## WHAT IS NEEDED
Please reproduce the passage of the snowflake article below word for word, starting at "For Sarah DeGennaro" and ending at "Council at UAF.".

## TEXT FOR ANALYSIS
○ ○ ○

Animated snowflakes help tell the story of their creation

December 17, 2015

Theresa Bakker
907-474-6941



For Sarah DeGennaro and Simon Filhol, art and science are natural companions for studying one of the world’s wonders. The collaborators use a combination of illustration and programming to tell a story that is impossible to observe — the creation of snowflakes in the atmosphere.

DeGennaro, a local artist who received a Bachelor of Fine Arts degree from the University of Alaska Fairbanks in 2013, and Filhol, a geophysicist working on his doctorate at UAF’s International Arctic Research Center, teamed up last year to create a proposal for the Collaborative Arts Council at UAF.

“We knew we wanted to do something reflecting the intricate, yet overlooked, natural beauty of falling snow,” DeGennaro said.

From the moment a snowflake is created in the clouds to the transparent, fleeting, impermanent opportunity we have for viewing them, each has traversed a unique path through the atmosphere. In the sky, snowflakes start to grow around an object. It could be a tiny piece of dust or even a bacteria.

○ ○ ○

## INFORMATION
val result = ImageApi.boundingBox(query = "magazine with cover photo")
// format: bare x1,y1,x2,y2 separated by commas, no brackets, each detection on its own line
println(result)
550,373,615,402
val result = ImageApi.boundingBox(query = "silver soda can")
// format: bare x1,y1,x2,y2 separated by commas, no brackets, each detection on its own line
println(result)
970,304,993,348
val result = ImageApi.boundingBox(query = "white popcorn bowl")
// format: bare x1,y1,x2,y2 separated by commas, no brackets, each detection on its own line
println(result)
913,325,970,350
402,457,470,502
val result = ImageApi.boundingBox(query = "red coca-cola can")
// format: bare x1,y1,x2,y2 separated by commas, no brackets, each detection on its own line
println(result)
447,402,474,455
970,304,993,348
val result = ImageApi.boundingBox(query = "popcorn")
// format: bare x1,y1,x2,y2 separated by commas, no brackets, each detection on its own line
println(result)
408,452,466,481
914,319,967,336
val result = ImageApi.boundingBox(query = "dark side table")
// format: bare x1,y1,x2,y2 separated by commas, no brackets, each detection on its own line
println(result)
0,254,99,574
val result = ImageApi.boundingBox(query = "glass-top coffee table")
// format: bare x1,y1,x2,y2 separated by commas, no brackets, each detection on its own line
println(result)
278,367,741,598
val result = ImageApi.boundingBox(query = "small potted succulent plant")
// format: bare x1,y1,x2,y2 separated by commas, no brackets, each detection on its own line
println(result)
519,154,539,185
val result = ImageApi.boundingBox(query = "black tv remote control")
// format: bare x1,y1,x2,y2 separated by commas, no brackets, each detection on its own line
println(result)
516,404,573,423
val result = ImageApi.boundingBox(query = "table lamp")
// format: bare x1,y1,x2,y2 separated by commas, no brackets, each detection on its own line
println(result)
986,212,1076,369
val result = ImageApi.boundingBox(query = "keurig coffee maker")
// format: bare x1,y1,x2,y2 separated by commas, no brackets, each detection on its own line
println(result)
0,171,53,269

○ ○ ○

## RESULT
For Sarah DeGennaro and Simon Filhol, art and science are natural companions for studying one of the world’s wonders. The collaborators use a combination of illustration and programming to tell a story that is impossible to observe — the creation of snowflakes in the atmosphere.

DeGennaro, a local artist who received a Bachelor of Fine Arts degree from the University of Alaska Fairbanks in 2013, and Filhol, a geophysicist working on his doctorate at UAF’s International Arctic Research Center, teamed up last year to create a proposal for the Collaborative Arts Council at UAF.